**RIGHE FORNITE:**
--- --- ---

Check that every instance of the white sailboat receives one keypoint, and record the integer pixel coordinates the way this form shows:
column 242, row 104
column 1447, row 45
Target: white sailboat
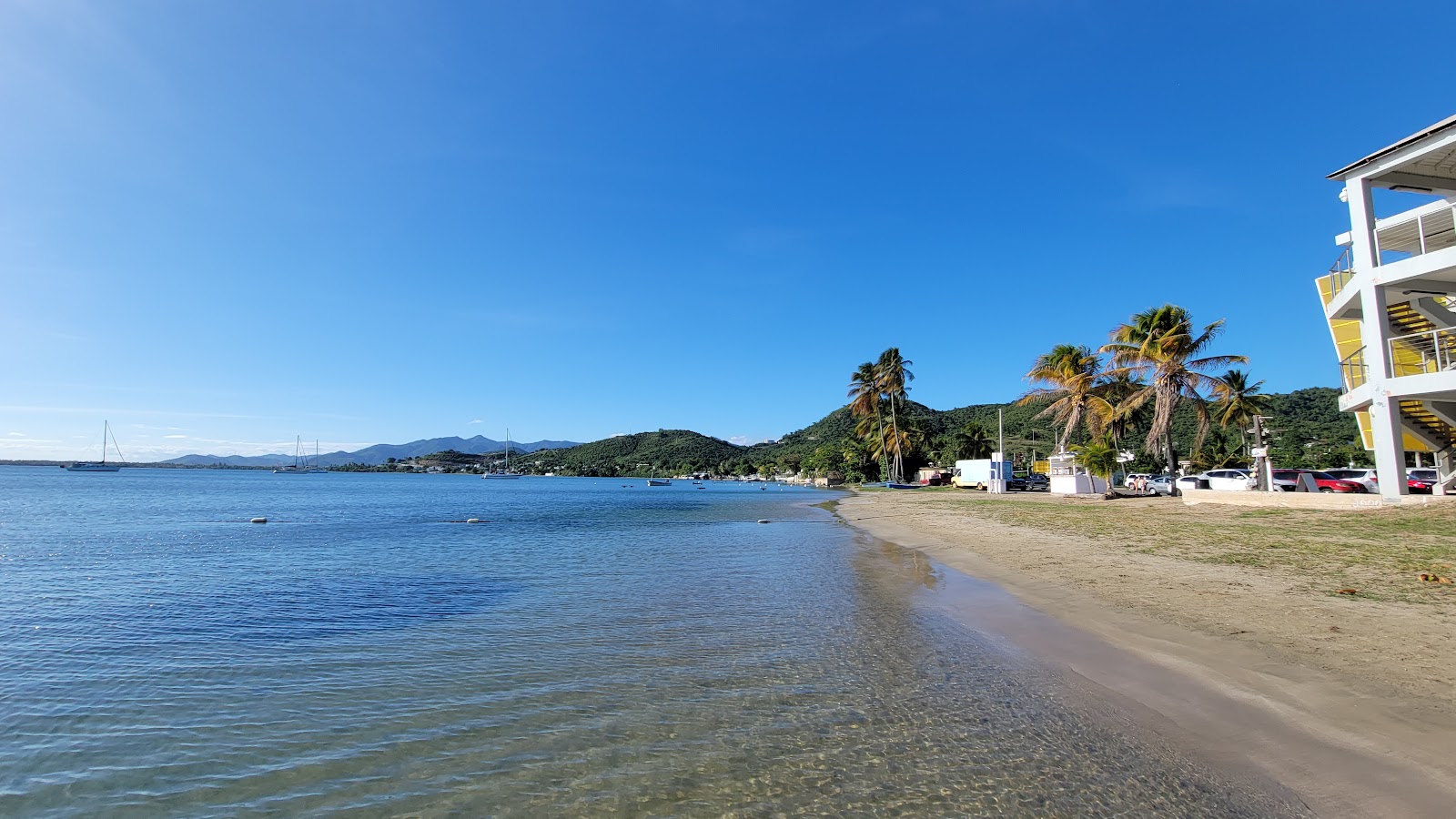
column 300, row 462
column 504, row 474
column 101, row 465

--- --- ---

**OBIETTIVO DELL'ESERCIZIO:** Puoi estrarre tutte le righe qui sopra e ricopiarle senza alcuna modifica, lasciando fuori le immagini?

**RISPOSTA COMPLETA:**
Check that every instance of the white sailboat receives one keypoint, and record the integer pixel coordinates the way this form shows:
column 242, row 104
column 1447, row 45
Target: white sailboat
column 300, row 462
column 504, row 474
column 101, row 465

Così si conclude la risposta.